— Start Provided data —

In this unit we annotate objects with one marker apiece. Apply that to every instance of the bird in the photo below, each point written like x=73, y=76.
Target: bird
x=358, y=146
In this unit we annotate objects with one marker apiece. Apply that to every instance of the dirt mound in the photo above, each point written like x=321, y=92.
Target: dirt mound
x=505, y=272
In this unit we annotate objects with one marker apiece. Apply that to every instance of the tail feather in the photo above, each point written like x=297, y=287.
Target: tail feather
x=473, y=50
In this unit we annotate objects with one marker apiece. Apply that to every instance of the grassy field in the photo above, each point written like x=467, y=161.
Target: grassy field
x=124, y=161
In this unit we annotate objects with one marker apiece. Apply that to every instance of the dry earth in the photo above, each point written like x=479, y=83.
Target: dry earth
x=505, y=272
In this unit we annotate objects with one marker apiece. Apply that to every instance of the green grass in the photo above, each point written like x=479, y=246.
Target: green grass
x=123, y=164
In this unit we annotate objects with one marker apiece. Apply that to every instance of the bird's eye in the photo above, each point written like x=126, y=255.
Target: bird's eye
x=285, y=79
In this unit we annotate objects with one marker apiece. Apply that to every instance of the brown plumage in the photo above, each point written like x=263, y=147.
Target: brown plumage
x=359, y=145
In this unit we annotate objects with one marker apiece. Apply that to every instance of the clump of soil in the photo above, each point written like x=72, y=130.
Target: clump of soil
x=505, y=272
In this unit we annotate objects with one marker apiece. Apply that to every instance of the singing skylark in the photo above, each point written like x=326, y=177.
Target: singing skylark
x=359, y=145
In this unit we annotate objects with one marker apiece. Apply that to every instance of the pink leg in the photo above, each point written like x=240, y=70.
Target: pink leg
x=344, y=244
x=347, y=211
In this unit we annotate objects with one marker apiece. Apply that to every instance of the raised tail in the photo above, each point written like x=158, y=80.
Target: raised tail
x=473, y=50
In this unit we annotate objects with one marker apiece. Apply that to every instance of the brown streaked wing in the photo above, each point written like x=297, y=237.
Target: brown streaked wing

— End Provided data —

**The task**
Can you reproduce the listing above with "marker" replaced by "dot" everywhere it occurs, leaving everything else unchanged?

**Response to this exercise**
In this unit we annotate objects with one dot apiece. Apply that to every instance of the bird in the photo below, each point written like x=73, y=76.
Target: bird
x=358, y=146
In this unit we annotate objects with one dot apiece. Apply that to every instance of the dirt mound in the photo above, each point written like x=321, y=92.
Target: dirt mound
x=505, y=272
In this unit we annotate objects with one dot apiece. Apply that to every instance of the tail feather in the photo above, each point written like x=297, y=287.
Target: tail feather
x=473, y=50
In this unit we annotate objects with one dot apiece. Apply that to every instance of the grassy field in the photo above, each point written like x=467, y=161.
Target: grassy field
x=124, y=161
In this unit we annotate objects with one dot apiece. Apply that to every instance of the dry earth in the photo above, each point written like x=479, y=83.
Target: dry earth
x=505, y=272
In this unit we annotate objects with one dot apiece. Apply that to every instance of the green grass in the photo above, each point written like x=479, y=246.
Target: green grass
x=123, y=164
In this unit we annotate objects with one dot apiece. Apply that to every instance of the bird's eye in the photo above, each point written like x=126, y=255.
Target: bird's eye
x=285, y=79
In this unit we annotate objects with one dot apiece. Apply that to every instance of the brown plumage in the photo above, each point written like x=263, y=147.
Target: brown plumage
x=359, y=145
In this unit we annotate objects with one dot apiece. Apply that to every instance of the clump of soil in the photo above, each point written like x=72, y=130.
Target: clump of soil
x=505, y=272
In this unit we annotate objects with one dot apiece. Apply that to every instance of the singing skylark in the photo above, each point written like x=326, y=177.
Target: singing skylark
x=359, y=145
In this unit we annotate objects with one dot apiece. Apply that to every instance of the pink leg in the photo above, each point written like x=240, y=70.
Target: pink leg
x=344, y=244
x=347, y=211
In this unit we annotate objects with one dot apiece. Apply that to every instance of the raised tail in the photo above, each point written like x=158, y=80.
Target: raised tail
x=473, y=50
In this unit we annotate objects with one dot apiece. Apply that to every instance of the brown streaked wing in the photo above, each point written like x=297, y=237.
Target: brown streaked wing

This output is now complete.